**WHAT YOU ARE ASKED TO DO**
Copy everything from the line containing "of the speckled" down to the line containing "(1015, 355)", swapping "tag" for "mark" and leaving the rest untouched.

____ RECORD LIST

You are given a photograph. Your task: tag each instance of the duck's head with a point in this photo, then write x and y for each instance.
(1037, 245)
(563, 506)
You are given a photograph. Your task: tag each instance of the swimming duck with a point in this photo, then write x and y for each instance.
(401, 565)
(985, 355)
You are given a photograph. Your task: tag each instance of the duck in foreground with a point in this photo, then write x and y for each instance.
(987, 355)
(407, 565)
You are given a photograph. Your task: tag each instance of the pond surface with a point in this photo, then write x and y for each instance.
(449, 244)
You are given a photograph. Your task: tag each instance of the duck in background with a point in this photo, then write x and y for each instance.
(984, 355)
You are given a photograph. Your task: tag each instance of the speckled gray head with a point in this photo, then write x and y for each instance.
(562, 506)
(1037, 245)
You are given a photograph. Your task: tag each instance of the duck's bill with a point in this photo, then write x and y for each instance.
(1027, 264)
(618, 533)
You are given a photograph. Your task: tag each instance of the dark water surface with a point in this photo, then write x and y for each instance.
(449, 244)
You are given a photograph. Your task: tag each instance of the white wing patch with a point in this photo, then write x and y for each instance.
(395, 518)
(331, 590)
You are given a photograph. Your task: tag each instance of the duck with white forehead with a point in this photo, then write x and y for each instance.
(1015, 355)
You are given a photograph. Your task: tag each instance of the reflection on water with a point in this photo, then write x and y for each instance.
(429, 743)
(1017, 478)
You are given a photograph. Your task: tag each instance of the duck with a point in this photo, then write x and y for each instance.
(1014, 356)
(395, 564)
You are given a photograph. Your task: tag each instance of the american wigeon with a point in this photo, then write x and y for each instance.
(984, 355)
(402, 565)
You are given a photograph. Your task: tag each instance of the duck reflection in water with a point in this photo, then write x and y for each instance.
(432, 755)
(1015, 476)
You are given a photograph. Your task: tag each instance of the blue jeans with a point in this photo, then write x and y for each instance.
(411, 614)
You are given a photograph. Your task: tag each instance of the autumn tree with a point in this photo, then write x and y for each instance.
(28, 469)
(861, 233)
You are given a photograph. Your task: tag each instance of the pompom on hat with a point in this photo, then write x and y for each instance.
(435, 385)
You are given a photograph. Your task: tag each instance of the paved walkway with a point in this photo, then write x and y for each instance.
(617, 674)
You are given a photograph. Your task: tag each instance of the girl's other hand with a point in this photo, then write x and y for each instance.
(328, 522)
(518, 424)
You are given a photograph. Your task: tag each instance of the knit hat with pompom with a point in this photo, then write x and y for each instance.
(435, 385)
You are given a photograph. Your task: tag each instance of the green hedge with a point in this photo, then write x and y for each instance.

________
____ RECORD LIST

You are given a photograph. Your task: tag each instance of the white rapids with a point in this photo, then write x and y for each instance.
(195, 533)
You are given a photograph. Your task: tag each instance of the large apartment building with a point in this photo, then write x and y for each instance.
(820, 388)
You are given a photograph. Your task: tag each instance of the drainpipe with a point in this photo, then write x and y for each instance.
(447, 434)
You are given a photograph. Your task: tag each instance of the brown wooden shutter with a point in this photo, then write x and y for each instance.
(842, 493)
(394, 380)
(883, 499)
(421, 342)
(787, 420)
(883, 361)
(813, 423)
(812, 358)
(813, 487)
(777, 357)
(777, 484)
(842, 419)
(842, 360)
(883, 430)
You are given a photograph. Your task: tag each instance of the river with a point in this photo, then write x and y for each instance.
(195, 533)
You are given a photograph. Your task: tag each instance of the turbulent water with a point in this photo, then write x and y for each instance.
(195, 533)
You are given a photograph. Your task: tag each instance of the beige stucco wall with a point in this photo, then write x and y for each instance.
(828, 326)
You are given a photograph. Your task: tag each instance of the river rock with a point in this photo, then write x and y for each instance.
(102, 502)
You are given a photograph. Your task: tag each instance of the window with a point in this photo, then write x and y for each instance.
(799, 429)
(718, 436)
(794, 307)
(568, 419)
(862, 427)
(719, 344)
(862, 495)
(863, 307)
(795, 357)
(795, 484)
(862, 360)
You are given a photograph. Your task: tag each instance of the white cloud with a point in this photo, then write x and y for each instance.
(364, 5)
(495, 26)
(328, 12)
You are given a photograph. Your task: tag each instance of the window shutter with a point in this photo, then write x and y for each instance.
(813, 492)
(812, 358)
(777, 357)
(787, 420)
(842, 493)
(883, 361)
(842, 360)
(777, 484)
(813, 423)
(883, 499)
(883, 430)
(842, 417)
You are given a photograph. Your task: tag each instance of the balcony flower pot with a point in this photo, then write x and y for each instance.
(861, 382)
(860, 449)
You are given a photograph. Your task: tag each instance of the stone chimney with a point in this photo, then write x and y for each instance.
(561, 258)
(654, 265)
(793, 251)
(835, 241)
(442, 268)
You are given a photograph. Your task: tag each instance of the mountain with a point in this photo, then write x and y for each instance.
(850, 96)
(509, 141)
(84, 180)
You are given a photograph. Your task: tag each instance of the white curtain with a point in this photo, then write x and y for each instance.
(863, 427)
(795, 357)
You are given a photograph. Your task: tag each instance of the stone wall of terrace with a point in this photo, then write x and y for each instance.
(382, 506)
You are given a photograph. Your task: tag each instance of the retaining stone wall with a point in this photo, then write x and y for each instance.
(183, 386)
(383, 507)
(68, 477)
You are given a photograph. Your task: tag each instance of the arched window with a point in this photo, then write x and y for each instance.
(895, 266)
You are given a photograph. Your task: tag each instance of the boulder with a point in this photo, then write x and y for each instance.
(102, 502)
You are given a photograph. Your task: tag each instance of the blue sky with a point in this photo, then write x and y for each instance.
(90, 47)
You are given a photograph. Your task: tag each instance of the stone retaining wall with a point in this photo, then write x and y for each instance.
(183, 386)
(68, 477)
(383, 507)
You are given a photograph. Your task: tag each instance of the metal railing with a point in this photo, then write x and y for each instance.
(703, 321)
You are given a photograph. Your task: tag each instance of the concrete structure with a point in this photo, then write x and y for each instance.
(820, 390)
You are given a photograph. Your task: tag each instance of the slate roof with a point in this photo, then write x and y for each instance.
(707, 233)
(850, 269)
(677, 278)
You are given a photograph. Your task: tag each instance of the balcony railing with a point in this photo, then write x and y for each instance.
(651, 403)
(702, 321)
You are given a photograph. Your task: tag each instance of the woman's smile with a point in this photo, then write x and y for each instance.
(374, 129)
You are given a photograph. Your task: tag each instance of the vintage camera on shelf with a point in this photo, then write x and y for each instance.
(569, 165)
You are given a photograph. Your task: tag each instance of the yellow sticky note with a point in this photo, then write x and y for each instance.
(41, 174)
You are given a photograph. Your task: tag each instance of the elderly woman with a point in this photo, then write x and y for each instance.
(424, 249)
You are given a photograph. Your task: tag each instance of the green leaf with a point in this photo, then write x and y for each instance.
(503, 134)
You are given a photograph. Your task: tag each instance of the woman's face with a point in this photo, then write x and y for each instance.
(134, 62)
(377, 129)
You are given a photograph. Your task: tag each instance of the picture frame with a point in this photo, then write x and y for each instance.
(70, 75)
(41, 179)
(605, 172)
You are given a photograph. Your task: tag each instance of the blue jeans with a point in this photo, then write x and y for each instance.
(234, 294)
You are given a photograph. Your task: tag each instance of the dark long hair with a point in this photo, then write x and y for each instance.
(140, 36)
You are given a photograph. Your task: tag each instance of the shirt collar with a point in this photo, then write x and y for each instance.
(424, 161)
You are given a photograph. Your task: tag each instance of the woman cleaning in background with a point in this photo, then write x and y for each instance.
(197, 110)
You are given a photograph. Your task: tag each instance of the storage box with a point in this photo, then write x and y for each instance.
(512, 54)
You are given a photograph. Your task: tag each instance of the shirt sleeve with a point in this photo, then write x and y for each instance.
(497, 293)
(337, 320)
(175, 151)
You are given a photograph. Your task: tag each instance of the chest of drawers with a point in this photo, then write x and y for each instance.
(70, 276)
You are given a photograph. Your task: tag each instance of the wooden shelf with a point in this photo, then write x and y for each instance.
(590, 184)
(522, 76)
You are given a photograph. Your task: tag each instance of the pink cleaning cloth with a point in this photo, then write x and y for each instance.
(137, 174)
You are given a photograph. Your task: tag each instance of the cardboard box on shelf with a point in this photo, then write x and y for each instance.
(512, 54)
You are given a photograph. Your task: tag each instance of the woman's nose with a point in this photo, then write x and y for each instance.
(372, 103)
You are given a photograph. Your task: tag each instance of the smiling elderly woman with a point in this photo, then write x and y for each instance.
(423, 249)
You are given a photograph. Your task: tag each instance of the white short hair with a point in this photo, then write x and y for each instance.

________
____ RECORD LIST

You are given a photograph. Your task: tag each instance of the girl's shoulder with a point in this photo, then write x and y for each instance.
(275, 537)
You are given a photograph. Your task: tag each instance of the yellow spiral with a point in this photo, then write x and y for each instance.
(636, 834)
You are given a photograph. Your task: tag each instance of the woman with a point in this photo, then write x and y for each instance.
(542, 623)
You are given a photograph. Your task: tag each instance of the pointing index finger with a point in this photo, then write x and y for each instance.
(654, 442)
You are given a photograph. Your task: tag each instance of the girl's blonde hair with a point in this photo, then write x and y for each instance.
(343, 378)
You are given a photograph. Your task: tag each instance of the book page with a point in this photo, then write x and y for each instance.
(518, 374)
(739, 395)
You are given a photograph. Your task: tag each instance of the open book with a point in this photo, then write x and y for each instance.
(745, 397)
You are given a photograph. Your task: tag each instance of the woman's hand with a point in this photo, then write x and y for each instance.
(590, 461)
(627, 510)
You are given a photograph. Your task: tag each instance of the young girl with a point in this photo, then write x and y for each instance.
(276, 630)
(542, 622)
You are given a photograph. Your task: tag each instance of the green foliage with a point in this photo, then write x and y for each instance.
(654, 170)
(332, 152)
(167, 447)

________

**EXPECTED ANSWER**
You are given a photograph. Your task: mark each instance of the speckled gray head with a point in this photo, then write x and y for each instance.
(562, 506)
(1037, 245)
You are given a photograph. Your task: mark each instance of the duck's bill with a point in this photo, then write x and y for each instance.
(1027, 264)
(618, 533)
You are given a photograph. Your task: mark each instance of the dark water surface with a point in this photo, then write x and y for each instance.
(449, 244)
You are given a photograph. Your task: mark each instance of the white wing patch with a point in this photo, then write x and y for each instance.
(395, 518)
(331, 590)
You are given a photograph. Your task: mark each instance of the duck with white forehead with a point in this photo, then write x and y for each instance.
(1015, 355)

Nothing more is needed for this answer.